◆ Instrucciones
1. Cite literalmente un fragmento del texto sobre las amenazas de tiroteos en escuelas de Tucumán: comience en las palabras que contienen "La decisión fue" y deténgase después de "los establecimientos escolares.".
2. Prosiga la redacción del texto sobre las medidas de Tucumán contra las amenazas de tiroteos en escuelas a partir de su última oración.

◆ Texto proporcionado
________________________

El Gobierno de Tucumán decidió avanzar con un endurecimiento de las medidas frente a las amenazas de tiroteos que generaron alarma en distintos establecimientos educativos de la provincia. A través del Decreto N° 772/7 del Ministerio de Seguridad, la gestión provincial dispuso una batería de acciones que apuntan tanto a la prevención como a la sanción de los responsables.
La decisión fue tomada por el gobernador Osvaldo Jaldo, quien instruyó al Ministerio de Seguridad —a cargo de Eugenio Agüero Gamboa— y a la Policía a intensificar los operativos de control, disuasión e intervención, tanto dentro como fuera de los establecimientos escolares.
El decreto establece que los alumnos que participen en amenazas, actos de vandalismo o situaciones que alteren el normal desarrollo de las actividades educativas podrán ser aprehendidos y trasladados al Instituto Padre Brochero, ubicado en Benjamín Paz. Además, se contempla la expulsión del sistema educativo durante el ciclo lectivo vigente.

________________________

◆ Sección de datos
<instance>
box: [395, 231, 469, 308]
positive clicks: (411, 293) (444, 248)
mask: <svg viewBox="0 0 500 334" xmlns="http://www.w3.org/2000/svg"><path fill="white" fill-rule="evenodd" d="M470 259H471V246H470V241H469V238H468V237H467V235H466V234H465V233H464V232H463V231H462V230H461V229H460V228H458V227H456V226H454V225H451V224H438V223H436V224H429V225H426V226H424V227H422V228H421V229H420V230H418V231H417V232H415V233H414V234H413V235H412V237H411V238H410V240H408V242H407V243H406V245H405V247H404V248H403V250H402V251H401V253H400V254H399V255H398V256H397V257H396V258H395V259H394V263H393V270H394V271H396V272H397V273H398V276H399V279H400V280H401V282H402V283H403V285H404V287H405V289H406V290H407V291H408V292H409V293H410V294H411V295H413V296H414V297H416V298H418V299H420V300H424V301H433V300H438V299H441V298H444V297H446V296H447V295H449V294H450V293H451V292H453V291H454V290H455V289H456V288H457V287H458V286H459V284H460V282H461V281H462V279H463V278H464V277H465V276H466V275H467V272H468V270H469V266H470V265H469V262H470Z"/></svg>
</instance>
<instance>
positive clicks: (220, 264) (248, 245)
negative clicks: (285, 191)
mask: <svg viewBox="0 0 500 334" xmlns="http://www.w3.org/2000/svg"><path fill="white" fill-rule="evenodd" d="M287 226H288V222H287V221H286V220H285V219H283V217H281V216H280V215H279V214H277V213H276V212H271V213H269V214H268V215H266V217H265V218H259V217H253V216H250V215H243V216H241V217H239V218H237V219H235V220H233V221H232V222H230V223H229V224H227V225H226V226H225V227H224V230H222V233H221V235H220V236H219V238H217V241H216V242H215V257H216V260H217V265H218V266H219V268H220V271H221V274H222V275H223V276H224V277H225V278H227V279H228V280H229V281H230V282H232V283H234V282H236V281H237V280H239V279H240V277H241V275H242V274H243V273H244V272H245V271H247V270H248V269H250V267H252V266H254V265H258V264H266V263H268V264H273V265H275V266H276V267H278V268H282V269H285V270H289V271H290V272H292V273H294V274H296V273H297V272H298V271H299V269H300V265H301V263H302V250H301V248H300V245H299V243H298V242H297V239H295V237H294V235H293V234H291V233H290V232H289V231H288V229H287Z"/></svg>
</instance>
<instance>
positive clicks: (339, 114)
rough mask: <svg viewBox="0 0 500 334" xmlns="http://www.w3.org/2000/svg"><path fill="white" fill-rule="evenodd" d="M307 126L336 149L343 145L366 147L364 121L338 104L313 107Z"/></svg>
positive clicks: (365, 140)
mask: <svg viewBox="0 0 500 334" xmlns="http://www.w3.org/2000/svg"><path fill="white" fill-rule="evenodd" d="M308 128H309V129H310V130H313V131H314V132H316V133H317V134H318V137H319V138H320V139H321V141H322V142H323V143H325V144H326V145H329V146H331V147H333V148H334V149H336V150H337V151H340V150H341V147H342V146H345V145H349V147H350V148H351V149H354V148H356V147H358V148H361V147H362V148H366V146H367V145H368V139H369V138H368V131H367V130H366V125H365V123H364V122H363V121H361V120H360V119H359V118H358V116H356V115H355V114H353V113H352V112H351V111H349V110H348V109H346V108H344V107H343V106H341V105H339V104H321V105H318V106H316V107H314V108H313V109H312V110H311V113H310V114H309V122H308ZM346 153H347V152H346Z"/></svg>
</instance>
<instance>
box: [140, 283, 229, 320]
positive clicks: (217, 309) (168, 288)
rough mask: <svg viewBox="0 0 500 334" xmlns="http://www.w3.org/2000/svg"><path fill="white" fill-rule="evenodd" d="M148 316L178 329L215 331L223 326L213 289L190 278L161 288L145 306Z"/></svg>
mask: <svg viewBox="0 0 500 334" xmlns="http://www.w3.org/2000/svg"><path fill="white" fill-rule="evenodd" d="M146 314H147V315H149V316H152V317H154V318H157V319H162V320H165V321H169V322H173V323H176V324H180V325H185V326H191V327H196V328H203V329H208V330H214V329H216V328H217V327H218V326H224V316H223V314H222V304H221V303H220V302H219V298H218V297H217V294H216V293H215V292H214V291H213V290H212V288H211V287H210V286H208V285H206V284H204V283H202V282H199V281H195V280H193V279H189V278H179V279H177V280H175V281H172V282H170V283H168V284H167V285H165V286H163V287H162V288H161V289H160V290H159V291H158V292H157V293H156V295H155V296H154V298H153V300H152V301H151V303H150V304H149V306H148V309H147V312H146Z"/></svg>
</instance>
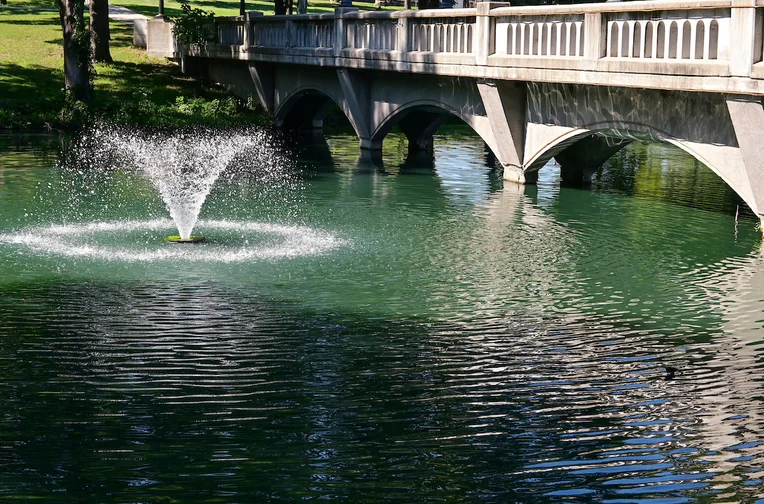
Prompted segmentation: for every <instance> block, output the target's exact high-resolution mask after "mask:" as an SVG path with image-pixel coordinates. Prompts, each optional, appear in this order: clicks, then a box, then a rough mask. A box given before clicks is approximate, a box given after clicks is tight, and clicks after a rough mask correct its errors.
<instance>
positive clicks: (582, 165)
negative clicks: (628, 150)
mask: <svg viewBox="0 0 764 504" xmlns="http://www.w3.org/2000/svg"><path fill="white" fill-rule="evenodd" d="M630 143H631V140H626V139H614V138H609V137H606V136H600V135H596V134H593V135H589V136H586V137H584V138H582V139H580V140H578V141H577V142H575V143H574V144H573V145H571V146H569V147H567V148H565V149H564V150H562V151H561V152H559V153H558V154H555V156H554V159H555V161H557V163H559V165H560V179H561V182H562V184H564V185H568V186H581V185H587V184H590V183H591V182H592V175H594V172H596V171H597V169H599V167H600V166H602V165H603V164H604V163H605V161H607V160H608V159H610V158H611V157H612V156H613V155H614V154H615V153H616V152H618V151H619V150H621V149H623V148H624V147H626V146H627V145H629V144H630Z"/></svg>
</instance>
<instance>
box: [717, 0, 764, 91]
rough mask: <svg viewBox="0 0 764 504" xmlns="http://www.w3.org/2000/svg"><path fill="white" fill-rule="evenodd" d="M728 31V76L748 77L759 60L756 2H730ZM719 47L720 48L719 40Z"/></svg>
mask: <svg viewBox="0 0 764 504" xmlns="http://www.w3.org/2000/svg"><path fill="white" fill-rule="evenodd" d="M730 22H731V25H732V26H731V27H730V30H729V42H728V44H727V46H728V47H729V48H730V49H732V50H730V51H729V53H728V54H729V59H730V74H732V75H735V76H739V77H749V76H750V75H751V67H752V65H753V64H754V63H757V62H758V61H760V60H761V44H762V39H761V25H762V21H761V15H760V13H759V12H758V11H757V9H756V0H732V19H731V20H730ZM719 42H720V44H719V45H720V47H721V45H722V44H721V42H722V41H721V40H720V41H719ZM719 52H721V51H719Z"/></svg>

________________________

◆ Respuestas del ejercicio
1.
La decisión fue tomada por el gobernador Osvaldo Jaldo, quien instruyó al Ministerio de Seguridad —a cargo de Eugenio Agüero Gamboa— y a la Policía a intensificar los operativos de control, disuasión e intervención, tanto dentro como fuera de los establecimientos escolares.

2.
La normativa también introduce un punto clave: la responsabilidad de los padres y tutores. Según se detalla, deberán responder ante la Justicia por las conductas de los menores a su cargo, en una señal clara de endurecimiento del enfoque oficial frente a este tipo de hechos.
En paralelo, el Gobierno advirtió que los establecimientos educativos —tanto públicos como privados— serán responsables del cuidado de los alumnos. En caso de incumplimiento, podrían enfrentar sanciones severas, incluida la pérdida de subsidios o aportes estatales.
Desde el Ejecutivo remarcaron que las recientes amenazas —que incluyeron advertencias de tiroteos y hasta falsas alarmas de bomba— generaron un estado de alerta en la comunidad educativa, por lo que consideraron necesario adoptar “enérgicas medidas sancionatorias”.
El decreto además retoma antecedentes de 2024, cuando se implementaron disposiciones similares para frenar peleas callejeras entre estudiantes, las cuales, según el Gobierno, permitieron reducir situaciones de violencia y prevenir hechos de mayor gravedad.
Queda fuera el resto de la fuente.